→ Supplied text:
---*---

This is the mail archive of the gcc-patches@gcc.gnu.org mailing list for the GCC project.


Index Nav: [Date Index] [Subject Index] [Author Index] [Thread Index]
Message Nav: [Date Prev] [Date Next] [Thread Prev] [Thread Next]
Other format: [Raw text]

Re: Push HOST_EBCDIC down into libiberty


DJ Delorie <dj@redhat.com> writes:

> I would prefer something less acronymish, like HOST_CHARSET_ASCII (vs
> HC_ASCII).  And we should fix libiberty/hex.c also, as it has its own
> test for the host charset.  We should also document the new
> functionality somehow (rather than have libiberty.texi fall even
> further behind).  Otherwise I'm OK with it.

How's this?

include:
        * safe-ctype.h (HC_UNKNOWN, HC_ASCII, HC_EBCDIC): Rename to
        HOST_CHARSET_UNKNOWN, HOST_CHARSET_ASCII, HOST_CHARSET_EBCDIC
        respectively.
libiberty:
        * safe-ctype.c: Use HOST_CHARSET_ASCII and HOST_CHARSET_EBCDIC,
        not HC_ASCII and HC_EBCDIC.
        Add documentation in form expected by gather-docs.
        * hex.c: Use HOST_CHARSET, not hand-coded check of character set.
        * Makefile.in, functions.texi: Regenerate.
gcc:
        config/i370/i370.c, config/i370/i370.h: Use HOST_CHARSET_ASCII 
        and HOST_CHARSET_EBCDIC, not HC_ASCII and HC_EBCDIC.

---*---

→ Problem 1: Copy out every line of the listing below that contains the string "long".

---*---

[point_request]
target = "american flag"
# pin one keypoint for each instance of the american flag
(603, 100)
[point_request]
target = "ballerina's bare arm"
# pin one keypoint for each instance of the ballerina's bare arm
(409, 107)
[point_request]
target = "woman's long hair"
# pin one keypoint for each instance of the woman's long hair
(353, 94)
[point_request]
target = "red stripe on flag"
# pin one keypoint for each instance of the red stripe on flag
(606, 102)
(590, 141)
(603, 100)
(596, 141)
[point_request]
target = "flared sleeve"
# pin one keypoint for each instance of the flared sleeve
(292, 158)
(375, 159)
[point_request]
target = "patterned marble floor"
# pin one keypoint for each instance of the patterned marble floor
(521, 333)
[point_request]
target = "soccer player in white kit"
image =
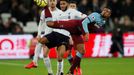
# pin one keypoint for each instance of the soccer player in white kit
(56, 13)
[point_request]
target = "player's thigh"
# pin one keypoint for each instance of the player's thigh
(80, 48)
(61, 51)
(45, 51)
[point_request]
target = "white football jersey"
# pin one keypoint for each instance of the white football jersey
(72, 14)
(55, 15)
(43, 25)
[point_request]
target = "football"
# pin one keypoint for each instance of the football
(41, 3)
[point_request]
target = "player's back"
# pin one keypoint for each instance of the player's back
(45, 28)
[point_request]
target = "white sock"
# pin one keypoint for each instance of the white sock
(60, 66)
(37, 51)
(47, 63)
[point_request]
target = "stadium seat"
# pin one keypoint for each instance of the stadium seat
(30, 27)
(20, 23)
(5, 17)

---*---

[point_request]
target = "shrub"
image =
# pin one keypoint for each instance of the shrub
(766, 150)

---*---

→ Problem 2: In the patch message above, name every file that appears in the ChangeLog entries under the include, libiberty, and gcc headings.

→ Task result 1:
target = "woman's long hair"
# pin one keypoint for each instance of the woman's long hair

→ Task result 2:
safe-ctype.h
safe-ctype.c
hex.c
Makefile.in
functions.texi
config/i370/i370.c
config/i370/i370.h